Output the data below in full, character for character.

========

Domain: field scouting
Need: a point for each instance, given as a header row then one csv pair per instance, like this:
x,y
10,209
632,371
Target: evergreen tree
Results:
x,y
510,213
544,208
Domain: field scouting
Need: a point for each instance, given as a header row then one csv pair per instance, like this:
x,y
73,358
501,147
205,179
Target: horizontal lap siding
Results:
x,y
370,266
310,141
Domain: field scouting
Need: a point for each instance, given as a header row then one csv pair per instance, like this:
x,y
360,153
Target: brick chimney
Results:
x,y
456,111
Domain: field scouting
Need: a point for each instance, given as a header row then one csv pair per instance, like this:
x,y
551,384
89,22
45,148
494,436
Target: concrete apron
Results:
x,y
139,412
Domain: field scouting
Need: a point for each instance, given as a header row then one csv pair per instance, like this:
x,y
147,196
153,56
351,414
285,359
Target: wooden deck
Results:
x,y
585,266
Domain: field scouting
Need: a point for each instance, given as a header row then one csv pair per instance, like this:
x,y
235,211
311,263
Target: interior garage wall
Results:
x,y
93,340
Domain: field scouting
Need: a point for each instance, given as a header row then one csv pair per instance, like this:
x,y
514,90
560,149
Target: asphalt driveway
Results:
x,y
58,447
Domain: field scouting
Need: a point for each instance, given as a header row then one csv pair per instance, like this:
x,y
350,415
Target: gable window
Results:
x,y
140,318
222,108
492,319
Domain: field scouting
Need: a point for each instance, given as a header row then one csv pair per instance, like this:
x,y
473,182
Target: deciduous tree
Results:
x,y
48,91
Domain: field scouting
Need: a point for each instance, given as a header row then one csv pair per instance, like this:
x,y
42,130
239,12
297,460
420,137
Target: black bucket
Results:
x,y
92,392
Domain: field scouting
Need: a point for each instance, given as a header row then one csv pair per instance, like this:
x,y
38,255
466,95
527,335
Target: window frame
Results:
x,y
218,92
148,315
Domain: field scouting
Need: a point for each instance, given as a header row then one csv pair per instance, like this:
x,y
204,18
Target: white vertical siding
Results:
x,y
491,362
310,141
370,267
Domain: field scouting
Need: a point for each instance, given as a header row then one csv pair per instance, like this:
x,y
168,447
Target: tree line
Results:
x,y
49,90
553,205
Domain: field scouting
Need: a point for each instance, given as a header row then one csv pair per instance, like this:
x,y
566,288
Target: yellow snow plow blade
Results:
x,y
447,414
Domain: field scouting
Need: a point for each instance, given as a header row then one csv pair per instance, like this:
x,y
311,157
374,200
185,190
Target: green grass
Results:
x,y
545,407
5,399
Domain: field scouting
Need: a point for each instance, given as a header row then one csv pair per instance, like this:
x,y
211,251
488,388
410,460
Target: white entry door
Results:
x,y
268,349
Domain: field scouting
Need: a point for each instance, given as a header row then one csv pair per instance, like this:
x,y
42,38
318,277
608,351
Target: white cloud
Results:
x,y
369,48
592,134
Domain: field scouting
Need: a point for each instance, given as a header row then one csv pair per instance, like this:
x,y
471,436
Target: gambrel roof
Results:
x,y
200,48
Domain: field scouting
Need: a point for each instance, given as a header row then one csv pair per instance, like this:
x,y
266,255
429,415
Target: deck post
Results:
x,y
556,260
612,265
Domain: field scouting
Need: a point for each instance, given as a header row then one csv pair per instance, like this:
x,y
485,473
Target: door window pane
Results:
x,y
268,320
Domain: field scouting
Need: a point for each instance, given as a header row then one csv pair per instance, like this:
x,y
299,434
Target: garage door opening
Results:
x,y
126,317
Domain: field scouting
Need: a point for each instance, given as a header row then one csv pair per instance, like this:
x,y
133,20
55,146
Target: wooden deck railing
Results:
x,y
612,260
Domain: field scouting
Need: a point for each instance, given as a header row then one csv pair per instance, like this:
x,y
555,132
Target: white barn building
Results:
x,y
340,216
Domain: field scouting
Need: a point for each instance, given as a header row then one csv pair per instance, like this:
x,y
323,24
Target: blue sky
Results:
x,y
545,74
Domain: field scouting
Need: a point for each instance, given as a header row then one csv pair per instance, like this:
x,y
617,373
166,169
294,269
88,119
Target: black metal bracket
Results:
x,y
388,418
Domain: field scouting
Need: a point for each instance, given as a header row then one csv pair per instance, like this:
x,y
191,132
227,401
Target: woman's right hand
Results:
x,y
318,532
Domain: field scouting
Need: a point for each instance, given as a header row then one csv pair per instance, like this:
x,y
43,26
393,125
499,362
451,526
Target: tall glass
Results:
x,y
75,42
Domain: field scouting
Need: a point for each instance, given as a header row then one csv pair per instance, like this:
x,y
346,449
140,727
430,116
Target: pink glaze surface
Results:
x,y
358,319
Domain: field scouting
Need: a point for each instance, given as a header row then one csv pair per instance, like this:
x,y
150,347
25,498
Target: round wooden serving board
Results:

========

▶ [Response]:
Domain: field scouting
Need: a point for each instance, given as a header row then one csv pair per instance, like this:
x,y
10,209
632,371
Target: evergreen tree
Results:
x,y
510,213
544,208
Domain: field scouting
Need: a point for each instance, given as a header row then one csv pair per instance, like this:
x,y
73,358
501,147
205,179
Target: horizontal lap siding
Results:
x,y
370,266
310,141
Domain: field scouting
Need: a point for each instance, given as a header row then one csv pair per instance, like this:
x,y
360,153
Target: brick chimney
Results:
x,y
456,111
Domain: field scouting
Need: a point for each instance, given as a header row then one csv pair per instance, like this:
x,y
551,384
89,22
45,148
494,436
Target: concrete apron
Results:
x,y
139,412
Domain: field scouting
Need: a point for each instance, given as a header row then one csv pair per instance, like this:
x,y
147,196
153,56
351,414
285,359
Target: wooden deck
Results:
x,y
585,266
Domain: field scouting
Need: a point for each instance, given as a header row then one csv pair per instance, like this:
x,y
235,211
311,263
Target: interior garage wall
Results:
x,y
93,340
Domain: field scouting
Need: a point for each instance, given as a header row then one csv pair per instance, like this:
x,y
514,90
560,149
Target: asphalt driveway
Results:
x,y
58,447
Domain: field scouting
Need: a point for each instance, given as a header row then one csv pair per instance, like this:
x,y
350,415
Target: gable window
Results:
x,y
140,318
222,108
492,319
Domain: field scouting
Need: a point for each instance, given as a header row then one csv pair per instance, like this:
x,y
473,182
Target: deciduous tree
Results:
x,y
48,91
Domain: field scouting
Need: a point for each instance, given as a header row then one csv pair per instance, like this:
x,y
42,130
239,12
297,460
420,137
Target: black bucket
Results:
x,y
92,392
Domain: field scouting
Need: a point for each instance, given as a header row then one csv pair per instance, like this:
x,y
38,255
466,95
527,335
Target: window frame
Results:
x,y
218,92
148,315
Domain: field scouting
Need: a point for each instance, given as a header row then one csv pair per instance, like this:
x,y
204,18
Target: white vertical siding
Results:
x,y
491,362
310,141
370,267
Domain: field scouting
Need: a point for each instance, given as a header row then one csv pair per instance, like this:
x,y
168,447
Target: tree line
Results:
x,y
49,90
553,205
Domain: field scouting
Need: a point for each instance, given as a header row then one csv pair per instance, like this:
x,y
566,288
Target: yellow snow plow blade
Results:
x,y
447,414
Domain: field scouting
Need: a point for each instance, given as a header row then one csv pair per instance, like this:
x,y
311,157
374,200
185,190
Target: green grass
Results:
x,y
545,407
5,399
Domain: field scouting
Need: a point for each instance, given as a header row then one csv pair per instance, like this:
x,y
211,251
488,388
410,460
Target: white entry door
Results:
x,y
268,349
Domain: field scouting
Need: a point for each instance, given as a header row then one csv pair per instance, like this:
x,y
42,38
318,277
608,351
Target: white cloud
Results:
x,y
369,48
592,134
Domain: field scouting
Need: a point for each instance, given as a header row then one csv pair per instance, like this:
x,y
471,436
Target: gambrel roof
Results:
x,y
200,48
Domain: field scouting
Need: a point for each instance, given as a header row then one csv pair per instance, like this:
x,y
266,255
429,415
Target: deck post
Results:
x,y
556,260
612,265
Domain: field scouting
Need: a point for each instance, given as a header row then one csv pair per instance, like this:
x,y
485,473
Target: door window pane
Results:
x,y
268,320
Domain: field scouting
Need: a point for each instance, given as a header row then one csv pair per instance, like this:
x,y
299,434
Target: garage door opening
Results:
x,y
126,317
Domain: field scouting
Need: a point for each instance, given as a header row then one csv pair per instance, like this:
x,y
133,20
55,146
Target: wooden deck railing
Results:
x,y
612,260
Domain: field scouting
Need: a point for each instance, given as a header row then one csv pair per instance, like this:
x,y
555,132
Target: white barn building
Results:
x,y
340,216
Domain: field scouting
Need: a point for each instance, given as a header row then one csv pair per instance, like this:
x,y
323,24
Target: blue sky
Results:
x,y
545,74
Domain: field scouting
Need: a point for each instance, given as a header row then one csv pair per instance, like this:
x,y
617,373
166,169
294,269
88,119
Target: black metal bracket
Results:
x,y
388,418
Domain: field scouting
Need: a point for each instance, given as a header row then one csv pair per instance, like this:
x,y
191,132
227,401
Target: woman's right hand
Results:
x,y
318,532
Domain: field scouting
Need: a point for each instance, given as a header row then one csv pair per instance, like this:
x,y
43,26
393,125
499,362
451,526
Target: tall glass
Results:
x,y
75,42
Domain: field scouting
Need: a point for each instance, given as a header row then one csv pair per instance, like this:
x,y
346,449
140,727
430,116
Target: pink glaze surface
Results:
x,y
358,319
Domain: field scouting
Need: a point for each instance, given as a header row then one csv pair per instance, like this:
x,y
150,347
25,498
Target: round wooden serving board
Results:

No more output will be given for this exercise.